_Extracted data_.
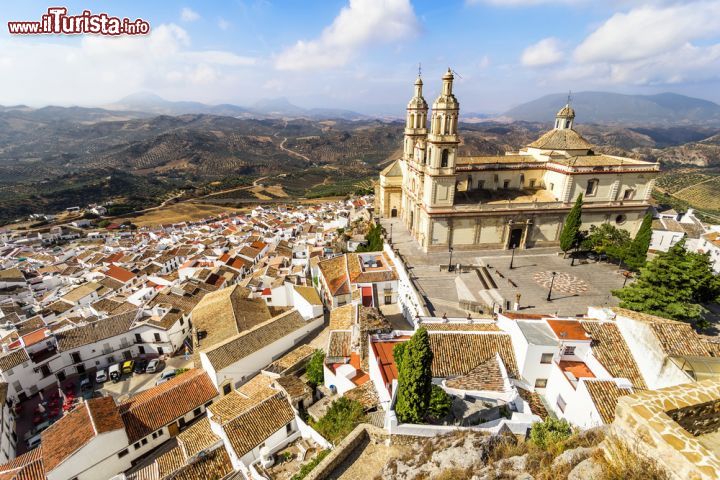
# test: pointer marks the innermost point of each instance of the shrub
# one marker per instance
(315, 368)
(342, 416)
(550, 434)
(621, 462)
(307, 467)
(440, 403)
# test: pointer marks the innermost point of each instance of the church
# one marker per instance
(516, 200)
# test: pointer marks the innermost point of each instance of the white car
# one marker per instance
(165, 376)
(153, 366)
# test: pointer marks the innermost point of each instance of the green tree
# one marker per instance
(549, 434)
(675, 284)
(637, 251)
(398, 352)
(314, 369)
(440, 402)
(571, 228)
(342, 416)
(374, 240)
(607, 239)
(415, 379)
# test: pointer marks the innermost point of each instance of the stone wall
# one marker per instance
(644, 420)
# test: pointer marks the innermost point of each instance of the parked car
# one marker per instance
(153, 366)
(34, 442)
(165, 376)
(85, 385)
(101, 376)
(114, 372)
(127, 367)
(140, 366)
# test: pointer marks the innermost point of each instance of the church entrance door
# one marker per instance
(515, 236)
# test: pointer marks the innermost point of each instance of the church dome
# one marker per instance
(566, 112)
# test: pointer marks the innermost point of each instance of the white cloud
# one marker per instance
(100, 70)
(647, 31)
(543, 53)
(358, 25)
(189, 15)
(651, 45)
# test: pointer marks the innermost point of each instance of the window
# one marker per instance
(561, 403)
(591, 188)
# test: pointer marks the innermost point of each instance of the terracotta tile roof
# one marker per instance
(335, 274)
(13, 359)
(339, 344)
(459, 353)
(309, 294)
(294, 387)
(604, 394)
(679, 339)
(28, 466)
(486, 376)
(292, 360)
(119, 273)
(250, 341)
(342, 318)
(609, 347)
(161, 405)
(568, 329)
(253, 427)
(460, 327)
(77, 428)
(95, 331)
(227, 312)
(197, 438)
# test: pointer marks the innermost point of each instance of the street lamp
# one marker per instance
(552, 282)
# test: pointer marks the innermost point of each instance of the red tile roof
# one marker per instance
(568, 329)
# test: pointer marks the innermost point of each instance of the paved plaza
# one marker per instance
(574, 287)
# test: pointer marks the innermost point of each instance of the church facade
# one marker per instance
(516, 200)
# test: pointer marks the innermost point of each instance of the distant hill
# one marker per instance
(615, 108)
(264, 108)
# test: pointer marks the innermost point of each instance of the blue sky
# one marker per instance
(363, 54)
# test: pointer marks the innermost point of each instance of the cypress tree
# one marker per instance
(637, 252)
(415, 379)
(675, 284)
(571, 228)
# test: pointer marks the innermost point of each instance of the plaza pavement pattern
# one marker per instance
(574, 289)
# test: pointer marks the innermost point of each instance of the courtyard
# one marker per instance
(491, 282)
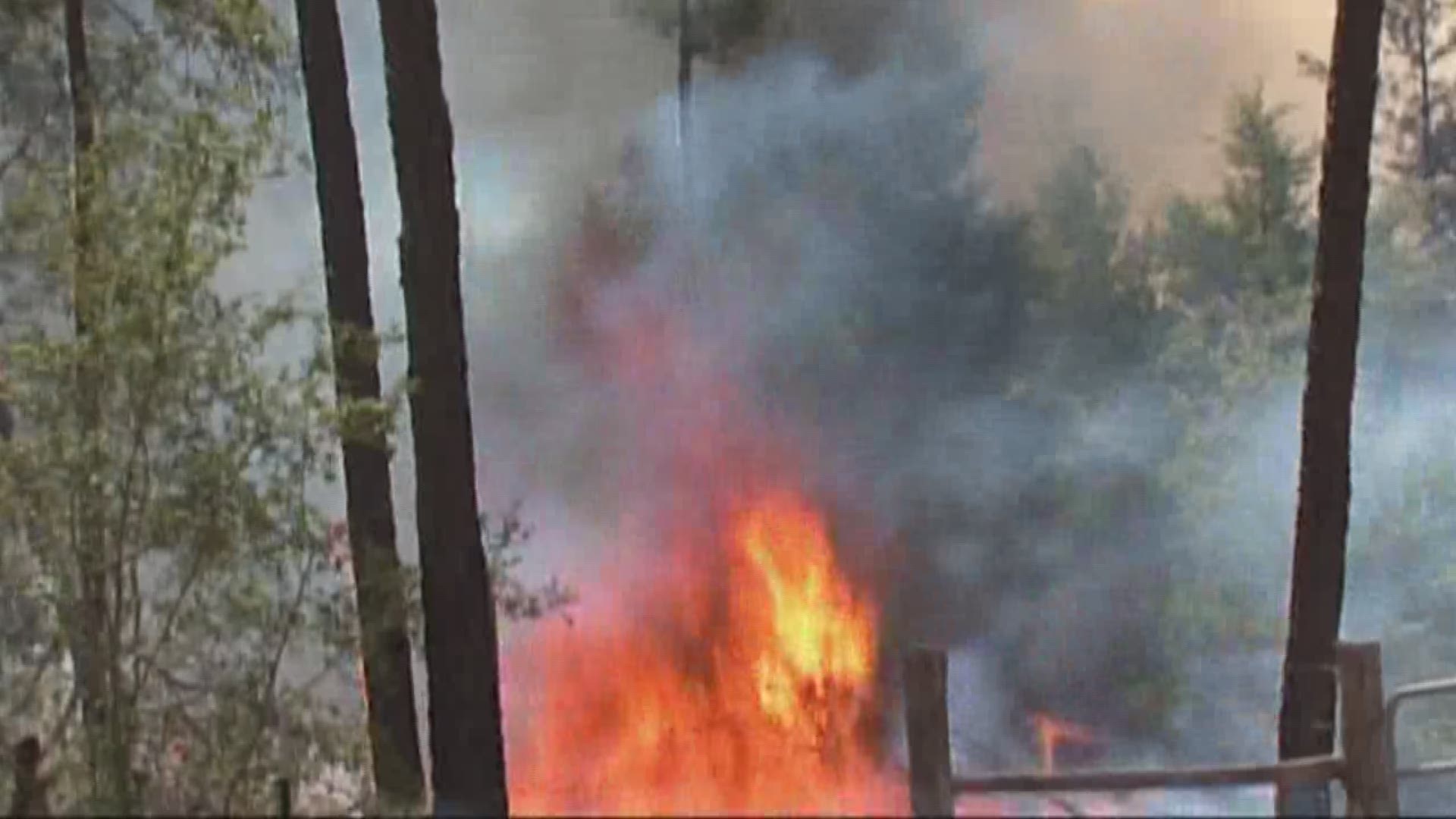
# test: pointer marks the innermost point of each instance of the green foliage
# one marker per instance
(196, 471)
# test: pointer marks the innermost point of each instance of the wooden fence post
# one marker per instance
(1370, 784)
(928, 733)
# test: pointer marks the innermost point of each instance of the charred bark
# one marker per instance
(92, 632)
(468, 760)
(389, 687)
(1323, 518)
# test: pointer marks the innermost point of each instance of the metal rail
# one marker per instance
(1392, 707)
(1296, 771)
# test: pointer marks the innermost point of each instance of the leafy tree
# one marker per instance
(158, 529)
(1234, 267)
(1318, 576)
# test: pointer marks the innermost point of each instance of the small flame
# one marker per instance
(1052, 733)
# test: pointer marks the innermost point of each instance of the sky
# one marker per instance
(542, 93)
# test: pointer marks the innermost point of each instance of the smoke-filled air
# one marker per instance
(791, 340)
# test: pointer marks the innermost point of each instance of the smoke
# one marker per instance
(837, 249)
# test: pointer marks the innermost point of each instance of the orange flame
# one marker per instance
(758, 703)
(1052, 733)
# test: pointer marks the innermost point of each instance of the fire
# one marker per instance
(748, 692)
(1052, 733)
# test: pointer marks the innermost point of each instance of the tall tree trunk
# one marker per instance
(1318, 579)
(92, 630)
(685, 74)
(468, 757)
(389, 686)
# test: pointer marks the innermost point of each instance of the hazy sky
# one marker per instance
(542, 93)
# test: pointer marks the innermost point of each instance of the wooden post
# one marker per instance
(1370, 784)
(928, 733)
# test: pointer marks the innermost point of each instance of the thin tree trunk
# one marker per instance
(389, 686)
(468, 757)
(1423, 28)
(92, 632)
(1316, 585)
(685, 74)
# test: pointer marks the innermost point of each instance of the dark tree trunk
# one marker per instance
(92, 630)
(468, 757)
(685, 72)
(1318, 579)
(389, 686)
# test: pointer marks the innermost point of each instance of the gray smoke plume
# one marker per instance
(837, 251)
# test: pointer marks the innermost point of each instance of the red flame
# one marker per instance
(726, 664)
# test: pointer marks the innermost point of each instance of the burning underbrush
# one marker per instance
(726, 662)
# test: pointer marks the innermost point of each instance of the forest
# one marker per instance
(400, 512)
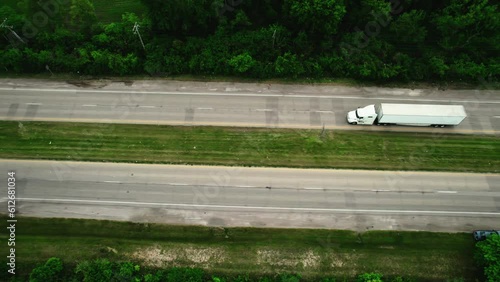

_Activity_. How many lines above include the word "smoke"? Answer with the number alone.

_Answer to this task_. 3